**TEKS BACAAN:**
==========

Jumat, 09 Agustus 2019

(Ngaji of the Day) Fiqih Jual Beli: Syarat Sah dan Macam-macamnya


Fiqih Jual Beli: Syarat Sah dan Macam-macamnya

Sebagai makhluk ekonomi, manusia dituntut memenuhi kebutuhan hidupnya. Oleh karena itu ia bercocok tanam, berburu atau menjadi nelayan untuk menangkap ikan. Seiring dengan gaya hidup manusia yang senantiasa dinamis, maka timbul hasrat atau keinginan untuk memiliki dan menguasai barang yang ada di tangan orang lain. Cara “primitif” dan barbar sudah ditinggalkan, berganti dengan cara muamalah yang saling menguntungkan dan tidak menimbulkan kerugian sesama. Untuk inilah kemudian berlaku syari’at jual beli.

Dasar kebolehan syariat jual beli adalah Al-Qur'an, hadits dan ijma'. Di dalam kitab Kifâyatul Akhyar, Syekh Taqiyuddin Al Husny menjelaskan pengertian jual beli menurut Islam, yakni sebagai berikut:

البيع في اللغة إعطاء شيء في مقابلة شيء وفي الشرع مقابلة مال بمال قابلين للتصرف بإيجاب وقبول على الوجه المأذون فيه

Artinya: “Jual beli secara bahasa adalah bermakna memberikan suatu barang untuk ditukar dengan barang lain (barter). Jual beli menurut syara’ bermakna pertukaran harta dengan harta untuk keperluan tasharruf/pengelolaan yang disertai dengan lafadh ijab dan qabul menurut tata aturan yang diidzinkan (sah).” (Lihat: Taqiyuddin Abu Bakar bin Muhammad Al-Hushny, Kifâyatul Akhyar fi hilli Ghâyati al-Ikhtishâr, Surabaya: Al-Hidayah, 1993: 1/239)

==========

**DATA YANG DIBERIKAN:**
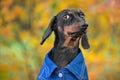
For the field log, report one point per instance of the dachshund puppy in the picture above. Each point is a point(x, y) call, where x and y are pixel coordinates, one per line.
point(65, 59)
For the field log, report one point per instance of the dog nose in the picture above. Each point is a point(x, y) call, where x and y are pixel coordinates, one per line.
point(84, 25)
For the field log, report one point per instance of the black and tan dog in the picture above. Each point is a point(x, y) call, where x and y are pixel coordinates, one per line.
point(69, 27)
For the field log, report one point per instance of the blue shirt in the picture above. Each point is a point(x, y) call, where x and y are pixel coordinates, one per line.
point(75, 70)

==========

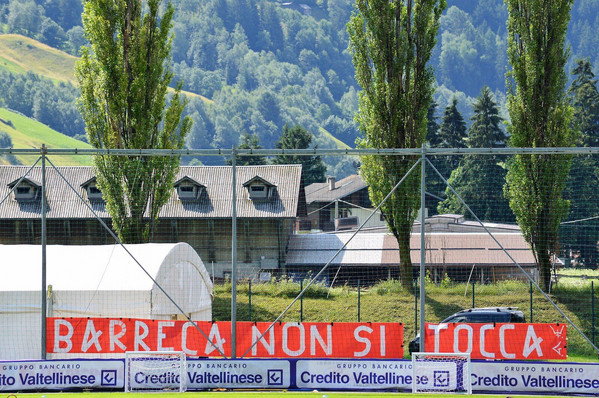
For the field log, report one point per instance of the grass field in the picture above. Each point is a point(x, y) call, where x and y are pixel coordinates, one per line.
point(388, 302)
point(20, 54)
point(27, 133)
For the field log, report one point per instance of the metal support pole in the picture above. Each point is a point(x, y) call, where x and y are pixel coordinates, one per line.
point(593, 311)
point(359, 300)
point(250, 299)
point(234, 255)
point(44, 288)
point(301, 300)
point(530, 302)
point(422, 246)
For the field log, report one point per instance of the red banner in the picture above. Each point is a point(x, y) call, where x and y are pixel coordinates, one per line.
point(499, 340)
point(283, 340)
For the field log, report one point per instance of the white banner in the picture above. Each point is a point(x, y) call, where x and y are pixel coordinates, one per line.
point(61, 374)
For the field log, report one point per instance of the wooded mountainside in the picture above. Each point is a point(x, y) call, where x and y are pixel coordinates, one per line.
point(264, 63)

==========

**PETUNJUK:**
**1)** Salin bagian teks tentang fiqih jual beli mulai dari "Sebagai makhluk ekonomi, manusia" dan berakhir pada "syari’at jual beli.".
**2)** Tentukan apakah setiap pernyataan berikut sesuai dengan teks tentang fiqih jual beli, lalu jawab ya atau tidak disertai kutipan persis dari teks yang menjadi penentunya. (a) Dasar kebolehan syariat jual beli adalah Al-Qur'an, hadits dan ijma'. (b) Cara "primitif" dan barbar masih dipakai untuk memiliki barang yang ada di tangan orang lain. (c) Secara bahasa, jual beli bermakna memberikan suatu barang untuk ditukar dengan barang lain.
**3)** Teruskan teks tentang fiqih jual beli, dimulai sesudah kalimat terakhir yang tercantum.

**HASIL PER TUGAS:**
**1)**
Sebagai makhluk ekonomi, manusia dituntut memenuhi kebutuhan hidupnya. Oleh karena itu ia bercocok tanam, berburu atau menjadi nelayan untuk menangkap ikan. Seiring dengan gaya hidup manusia yang senantiasa dinamis, maka timbul hasrat atau keinginan untuk memiliki dan menguasai barang yang ada di tangan orang lain. Cara “primitif” dan barbar sudah ditinggalkan, berganti dengan cara muamalah yang saling menguntungkan dan tidak menimbulkan kerugian sesama. Untuk inilah kemudian berlaku syari’at jual beli.

**2)**
(a) Ya: "Dasar kebolehan syariat jual beli adalah Al-Qur'an, hadits dan ijma'."
(b) Tidak: "Cara “primitif” dan barbar sudah ditinggalkan"
(c) Ya: "Jual beli secara bahasa adalah bermakna memberikan suatu barang untuk ditukar dengan barang lain (barter)."

**3)**
Dengan mencermati  pengertian jual beli menurut syara’ ini, maka bisa diketahui terdapat tiga rukun jual beli. Imam Al-Rafi’i menyebut ketiganya tidak sebagai rukun. Beliau lebih suka menyebutnya sebagai syarat sahnya jual beli, antara lain: 

• Ada dua orang yang saling bertransaksi (muta‘âqidain), yang terdiri atas penjual dan pembeli
• Adanya shighat/lafadh yang menunjukkan pernyataan jual beli, antara lain lafadh ijab dan lafadh qabul. 
• Barang yang ditransaksikan (ma’qud ‘alaih). Unsur dari al-ma’qud ‘alaih ini terdiri ‘harga’ (thaman) dan “barang yang dihargai” (muthman).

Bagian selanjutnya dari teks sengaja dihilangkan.